* [To be done]: Locate the line containing "TARGET = jagged rock face" in the material below; repeat it and every line after it, exactly as written.

* [Items]:

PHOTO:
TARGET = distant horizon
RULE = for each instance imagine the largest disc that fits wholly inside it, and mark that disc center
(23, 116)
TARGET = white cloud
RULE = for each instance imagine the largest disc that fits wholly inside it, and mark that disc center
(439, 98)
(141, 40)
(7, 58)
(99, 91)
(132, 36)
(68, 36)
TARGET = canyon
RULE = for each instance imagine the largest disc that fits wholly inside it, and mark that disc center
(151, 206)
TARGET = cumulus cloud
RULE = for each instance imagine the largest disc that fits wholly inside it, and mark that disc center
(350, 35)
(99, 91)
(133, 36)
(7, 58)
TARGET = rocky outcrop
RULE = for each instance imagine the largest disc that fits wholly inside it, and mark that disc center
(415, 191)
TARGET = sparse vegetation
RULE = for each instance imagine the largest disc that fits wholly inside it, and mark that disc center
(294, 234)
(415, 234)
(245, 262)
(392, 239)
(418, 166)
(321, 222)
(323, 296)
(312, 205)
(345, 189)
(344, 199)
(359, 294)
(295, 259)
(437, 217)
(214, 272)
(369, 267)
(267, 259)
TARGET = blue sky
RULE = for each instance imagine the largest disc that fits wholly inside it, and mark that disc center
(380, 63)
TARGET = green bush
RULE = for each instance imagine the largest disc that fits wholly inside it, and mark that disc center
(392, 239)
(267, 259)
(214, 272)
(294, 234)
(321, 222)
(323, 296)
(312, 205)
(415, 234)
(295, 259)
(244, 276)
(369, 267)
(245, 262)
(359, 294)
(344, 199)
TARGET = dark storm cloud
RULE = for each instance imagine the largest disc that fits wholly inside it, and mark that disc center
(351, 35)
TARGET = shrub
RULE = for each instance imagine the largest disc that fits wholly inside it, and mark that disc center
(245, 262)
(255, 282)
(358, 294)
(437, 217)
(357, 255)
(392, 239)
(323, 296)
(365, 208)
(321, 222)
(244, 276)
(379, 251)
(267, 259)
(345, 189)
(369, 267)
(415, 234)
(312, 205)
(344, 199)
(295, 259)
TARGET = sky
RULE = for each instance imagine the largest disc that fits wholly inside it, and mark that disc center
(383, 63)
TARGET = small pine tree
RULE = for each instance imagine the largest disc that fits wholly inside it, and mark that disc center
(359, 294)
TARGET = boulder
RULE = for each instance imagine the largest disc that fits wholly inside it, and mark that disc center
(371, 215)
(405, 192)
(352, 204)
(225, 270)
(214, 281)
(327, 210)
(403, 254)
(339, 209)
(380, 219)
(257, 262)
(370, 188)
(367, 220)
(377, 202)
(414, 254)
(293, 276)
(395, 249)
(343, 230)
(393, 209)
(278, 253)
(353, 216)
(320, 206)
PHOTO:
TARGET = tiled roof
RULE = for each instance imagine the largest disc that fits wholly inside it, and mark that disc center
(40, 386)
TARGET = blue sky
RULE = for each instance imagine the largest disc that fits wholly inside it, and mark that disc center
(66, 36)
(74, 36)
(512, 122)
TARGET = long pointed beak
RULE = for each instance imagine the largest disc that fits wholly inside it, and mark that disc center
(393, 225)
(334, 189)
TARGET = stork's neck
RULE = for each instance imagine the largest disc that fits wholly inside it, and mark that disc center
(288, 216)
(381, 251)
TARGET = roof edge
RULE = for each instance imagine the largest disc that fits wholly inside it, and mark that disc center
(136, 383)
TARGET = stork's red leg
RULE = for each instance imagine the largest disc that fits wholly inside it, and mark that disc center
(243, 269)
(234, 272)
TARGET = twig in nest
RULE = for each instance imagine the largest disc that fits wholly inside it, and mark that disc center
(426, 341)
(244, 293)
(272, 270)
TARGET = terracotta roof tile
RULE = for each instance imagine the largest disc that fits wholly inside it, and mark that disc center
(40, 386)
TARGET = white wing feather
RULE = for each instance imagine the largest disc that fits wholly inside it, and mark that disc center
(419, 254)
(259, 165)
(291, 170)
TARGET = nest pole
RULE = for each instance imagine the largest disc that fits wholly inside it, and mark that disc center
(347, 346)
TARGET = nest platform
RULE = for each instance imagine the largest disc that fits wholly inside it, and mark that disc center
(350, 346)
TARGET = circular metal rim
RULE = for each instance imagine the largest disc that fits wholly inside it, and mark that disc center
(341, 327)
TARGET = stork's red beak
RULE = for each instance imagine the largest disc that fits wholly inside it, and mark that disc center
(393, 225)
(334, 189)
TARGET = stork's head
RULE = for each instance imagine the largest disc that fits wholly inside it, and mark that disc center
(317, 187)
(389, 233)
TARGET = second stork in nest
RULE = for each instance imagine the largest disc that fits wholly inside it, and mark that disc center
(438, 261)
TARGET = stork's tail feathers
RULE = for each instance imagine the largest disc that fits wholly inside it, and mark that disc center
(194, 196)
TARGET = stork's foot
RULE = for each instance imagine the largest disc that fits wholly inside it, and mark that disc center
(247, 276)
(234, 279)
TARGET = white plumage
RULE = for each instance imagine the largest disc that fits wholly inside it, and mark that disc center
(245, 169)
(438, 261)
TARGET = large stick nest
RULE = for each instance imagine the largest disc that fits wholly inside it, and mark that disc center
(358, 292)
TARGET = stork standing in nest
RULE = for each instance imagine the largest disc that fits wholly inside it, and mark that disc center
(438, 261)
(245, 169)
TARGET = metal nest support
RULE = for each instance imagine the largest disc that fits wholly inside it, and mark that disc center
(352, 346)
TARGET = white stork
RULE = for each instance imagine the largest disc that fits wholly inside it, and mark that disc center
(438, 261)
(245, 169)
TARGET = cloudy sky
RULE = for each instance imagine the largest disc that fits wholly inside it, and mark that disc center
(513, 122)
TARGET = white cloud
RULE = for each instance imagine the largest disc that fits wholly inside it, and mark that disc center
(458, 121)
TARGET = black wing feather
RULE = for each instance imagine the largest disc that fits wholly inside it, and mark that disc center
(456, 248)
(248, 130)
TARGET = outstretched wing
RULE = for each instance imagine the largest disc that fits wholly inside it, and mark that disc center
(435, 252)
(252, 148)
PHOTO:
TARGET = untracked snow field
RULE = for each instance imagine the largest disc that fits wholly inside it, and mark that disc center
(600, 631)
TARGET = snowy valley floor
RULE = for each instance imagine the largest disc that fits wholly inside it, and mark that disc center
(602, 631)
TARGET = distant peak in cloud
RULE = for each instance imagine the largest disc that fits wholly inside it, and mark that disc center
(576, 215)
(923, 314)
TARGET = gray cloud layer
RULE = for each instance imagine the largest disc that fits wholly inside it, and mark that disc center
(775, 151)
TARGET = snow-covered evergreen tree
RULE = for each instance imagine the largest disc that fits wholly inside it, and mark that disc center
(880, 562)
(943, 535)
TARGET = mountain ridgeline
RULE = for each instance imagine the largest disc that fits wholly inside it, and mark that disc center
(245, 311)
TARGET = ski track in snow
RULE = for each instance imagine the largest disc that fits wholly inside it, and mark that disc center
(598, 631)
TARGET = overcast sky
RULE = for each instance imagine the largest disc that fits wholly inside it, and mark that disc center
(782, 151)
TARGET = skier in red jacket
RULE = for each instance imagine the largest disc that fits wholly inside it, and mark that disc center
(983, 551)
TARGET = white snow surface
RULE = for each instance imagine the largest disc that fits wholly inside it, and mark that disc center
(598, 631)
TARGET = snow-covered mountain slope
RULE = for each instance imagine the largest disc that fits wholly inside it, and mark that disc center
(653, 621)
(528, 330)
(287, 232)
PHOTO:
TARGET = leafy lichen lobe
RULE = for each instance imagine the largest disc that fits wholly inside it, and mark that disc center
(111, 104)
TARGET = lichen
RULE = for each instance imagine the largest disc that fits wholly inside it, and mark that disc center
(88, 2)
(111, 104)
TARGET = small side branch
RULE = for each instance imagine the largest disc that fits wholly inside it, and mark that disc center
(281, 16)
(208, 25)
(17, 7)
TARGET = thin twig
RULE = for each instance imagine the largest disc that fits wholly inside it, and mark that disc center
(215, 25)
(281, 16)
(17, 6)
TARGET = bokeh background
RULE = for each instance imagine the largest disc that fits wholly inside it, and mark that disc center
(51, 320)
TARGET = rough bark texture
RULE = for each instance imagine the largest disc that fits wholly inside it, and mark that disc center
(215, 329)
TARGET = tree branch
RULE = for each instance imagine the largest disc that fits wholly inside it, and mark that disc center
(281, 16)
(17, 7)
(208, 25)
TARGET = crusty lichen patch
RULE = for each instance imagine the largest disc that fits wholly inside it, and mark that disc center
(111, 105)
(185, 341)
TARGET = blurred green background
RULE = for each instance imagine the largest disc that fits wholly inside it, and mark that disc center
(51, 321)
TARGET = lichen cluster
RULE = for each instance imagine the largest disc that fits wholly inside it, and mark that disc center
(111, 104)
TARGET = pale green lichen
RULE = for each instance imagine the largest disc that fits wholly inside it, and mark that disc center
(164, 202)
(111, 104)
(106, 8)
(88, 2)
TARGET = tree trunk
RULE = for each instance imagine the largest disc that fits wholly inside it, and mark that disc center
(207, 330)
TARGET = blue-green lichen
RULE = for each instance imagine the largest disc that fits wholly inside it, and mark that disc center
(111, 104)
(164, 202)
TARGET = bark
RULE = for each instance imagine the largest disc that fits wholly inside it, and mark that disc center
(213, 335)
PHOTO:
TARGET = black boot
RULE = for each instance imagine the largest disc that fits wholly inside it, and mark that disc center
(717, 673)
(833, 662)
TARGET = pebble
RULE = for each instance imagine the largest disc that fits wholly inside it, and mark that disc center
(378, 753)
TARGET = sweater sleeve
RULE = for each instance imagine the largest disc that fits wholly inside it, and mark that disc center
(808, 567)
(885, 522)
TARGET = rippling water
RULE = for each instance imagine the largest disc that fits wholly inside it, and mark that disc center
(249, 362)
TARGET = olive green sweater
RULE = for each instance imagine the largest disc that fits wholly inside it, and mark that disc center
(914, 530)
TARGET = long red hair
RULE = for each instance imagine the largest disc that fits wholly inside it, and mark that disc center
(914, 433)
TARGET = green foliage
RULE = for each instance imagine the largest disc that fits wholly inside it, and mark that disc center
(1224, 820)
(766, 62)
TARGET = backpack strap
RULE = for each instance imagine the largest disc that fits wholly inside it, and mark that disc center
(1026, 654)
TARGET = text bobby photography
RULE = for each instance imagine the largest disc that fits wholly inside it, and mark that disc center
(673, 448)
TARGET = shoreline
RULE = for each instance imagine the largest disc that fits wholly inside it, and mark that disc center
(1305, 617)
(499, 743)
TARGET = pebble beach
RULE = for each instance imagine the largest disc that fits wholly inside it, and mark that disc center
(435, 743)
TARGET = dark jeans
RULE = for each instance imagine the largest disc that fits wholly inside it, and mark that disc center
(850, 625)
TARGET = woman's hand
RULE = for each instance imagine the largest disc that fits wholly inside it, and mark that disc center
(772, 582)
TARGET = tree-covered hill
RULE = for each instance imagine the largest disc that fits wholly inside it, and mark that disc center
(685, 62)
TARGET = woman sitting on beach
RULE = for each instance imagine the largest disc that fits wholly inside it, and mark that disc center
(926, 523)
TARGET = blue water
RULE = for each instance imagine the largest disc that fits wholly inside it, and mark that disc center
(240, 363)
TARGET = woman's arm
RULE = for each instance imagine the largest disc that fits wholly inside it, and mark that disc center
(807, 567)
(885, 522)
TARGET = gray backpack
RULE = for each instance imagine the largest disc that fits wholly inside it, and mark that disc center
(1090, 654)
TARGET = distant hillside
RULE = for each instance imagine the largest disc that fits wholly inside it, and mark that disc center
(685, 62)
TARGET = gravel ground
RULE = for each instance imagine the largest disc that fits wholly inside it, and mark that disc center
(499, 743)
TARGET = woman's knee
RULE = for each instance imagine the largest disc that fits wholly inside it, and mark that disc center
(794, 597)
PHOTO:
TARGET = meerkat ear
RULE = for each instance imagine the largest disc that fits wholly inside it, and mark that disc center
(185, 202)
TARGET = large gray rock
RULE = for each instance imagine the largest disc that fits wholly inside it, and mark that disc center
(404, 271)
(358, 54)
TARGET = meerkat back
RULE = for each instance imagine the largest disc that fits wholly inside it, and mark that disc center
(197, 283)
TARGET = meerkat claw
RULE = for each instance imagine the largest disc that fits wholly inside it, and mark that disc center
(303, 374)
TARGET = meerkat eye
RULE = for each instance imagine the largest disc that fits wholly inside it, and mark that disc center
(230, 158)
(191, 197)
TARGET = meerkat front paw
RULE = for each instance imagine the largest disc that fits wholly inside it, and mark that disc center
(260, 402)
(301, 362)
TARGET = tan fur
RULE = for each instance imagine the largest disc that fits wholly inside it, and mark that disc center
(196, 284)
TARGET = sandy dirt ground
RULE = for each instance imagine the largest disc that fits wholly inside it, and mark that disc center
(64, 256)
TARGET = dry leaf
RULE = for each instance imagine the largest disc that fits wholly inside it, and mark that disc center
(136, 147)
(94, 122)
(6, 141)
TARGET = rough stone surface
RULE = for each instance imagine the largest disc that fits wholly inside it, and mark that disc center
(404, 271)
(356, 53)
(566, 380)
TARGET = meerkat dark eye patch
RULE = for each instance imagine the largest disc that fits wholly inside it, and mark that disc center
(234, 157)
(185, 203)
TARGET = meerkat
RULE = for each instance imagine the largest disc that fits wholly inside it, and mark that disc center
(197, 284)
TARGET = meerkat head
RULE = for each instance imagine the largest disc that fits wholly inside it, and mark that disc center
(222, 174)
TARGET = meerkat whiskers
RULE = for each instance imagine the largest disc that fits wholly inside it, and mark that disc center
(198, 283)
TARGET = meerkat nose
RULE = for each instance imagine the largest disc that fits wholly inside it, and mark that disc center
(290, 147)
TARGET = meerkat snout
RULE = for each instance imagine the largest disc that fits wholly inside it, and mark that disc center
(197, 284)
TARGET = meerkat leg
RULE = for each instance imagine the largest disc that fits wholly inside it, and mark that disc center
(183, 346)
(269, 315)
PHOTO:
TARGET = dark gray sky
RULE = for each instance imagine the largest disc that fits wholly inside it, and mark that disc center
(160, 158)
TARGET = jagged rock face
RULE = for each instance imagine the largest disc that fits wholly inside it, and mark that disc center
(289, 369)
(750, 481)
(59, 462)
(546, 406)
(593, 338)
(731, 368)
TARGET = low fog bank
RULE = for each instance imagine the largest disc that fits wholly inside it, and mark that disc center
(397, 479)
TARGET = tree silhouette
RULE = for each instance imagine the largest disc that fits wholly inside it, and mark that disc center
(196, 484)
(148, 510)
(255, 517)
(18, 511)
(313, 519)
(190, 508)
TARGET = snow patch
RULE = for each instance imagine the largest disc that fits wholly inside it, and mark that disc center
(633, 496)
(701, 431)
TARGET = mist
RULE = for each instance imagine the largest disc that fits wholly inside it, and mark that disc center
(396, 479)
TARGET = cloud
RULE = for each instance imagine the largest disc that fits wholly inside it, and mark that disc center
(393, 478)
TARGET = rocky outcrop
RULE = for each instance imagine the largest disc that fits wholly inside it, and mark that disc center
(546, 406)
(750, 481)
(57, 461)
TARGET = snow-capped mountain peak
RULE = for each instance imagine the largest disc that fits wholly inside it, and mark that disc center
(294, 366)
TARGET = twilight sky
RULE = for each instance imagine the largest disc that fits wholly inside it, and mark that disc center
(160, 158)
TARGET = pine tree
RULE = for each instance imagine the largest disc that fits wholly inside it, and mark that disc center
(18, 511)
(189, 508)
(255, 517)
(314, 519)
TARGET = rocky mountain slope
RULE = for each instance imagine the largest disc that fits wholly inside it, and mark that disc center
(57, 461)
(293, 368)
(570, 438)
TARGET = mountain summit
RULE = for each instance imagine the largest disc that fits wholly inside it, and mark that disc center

* [Exercise answer]:
TARGET = jagged rock face
RULE = for each instance imagine the largest disc that fits wholly inside it, and mark that disc center
(289, 369)
(750, 481)
(59, 462)
(546, 406)
(593, 338)
(731, 368)
TARGET = low fog bank
RULE = for each instance imagine the largest disc that fits wholly inside it, and mark that disc center
(397, 479)
TARGET = tree silhouette
RULE = for each instance imagine the largest disc that fits wholly inside it, and mark that disc center
(196, 484)
(148, 510)
(255, 517)
(18, 511)
(313, 519)
(190, 508)
TARGET = snow patch
RULE = for each instance imagine the largest disc that fits wholly inside it, and mark that disc center
(633, 496)
(701, 431)
TARGET = mist
RULE = for each instance imagine the largest disc that fits wholly inside it, and mark that disc center
(396, 479)
TARGET = cloud
RULE = for each instance imagine the largest disc that fits wholly inside it, and mark that disc center
(393, 478)
TARGET = rocky outcrop
RULE = for each instance imagine the largest disc that fits wholly inside it, and mark that disc center
(546, 406)
(750, 481)
(57, 461)
TARGET = snow-capped mountain peak
RULE = for each instance imagine the largest disc that fits wholly inside it, and mark that disc center
(294, 366)
TARGET = twilight sky
RULE = for each instance imagine the largest disc that fits wholly inside it, and mark that disc center
(160, 158)
TARGET = pine tree
RULE = for each instance imagine the largest disc that fits wholly inside it, and mark that disc center
(18, 511)
(189, 508)
(255, 517)
(314, 519)
TARGET = rocky mountain slope
RULE = for each instance imagine the largest disc that fits wholly inside it, and mark that disc center
(57, 461)
(293, 368)
(570, 438)
TARGET = mountain summit
RULE = for each instance imagine the largest disc that fits wholly inside it, and mark that disc center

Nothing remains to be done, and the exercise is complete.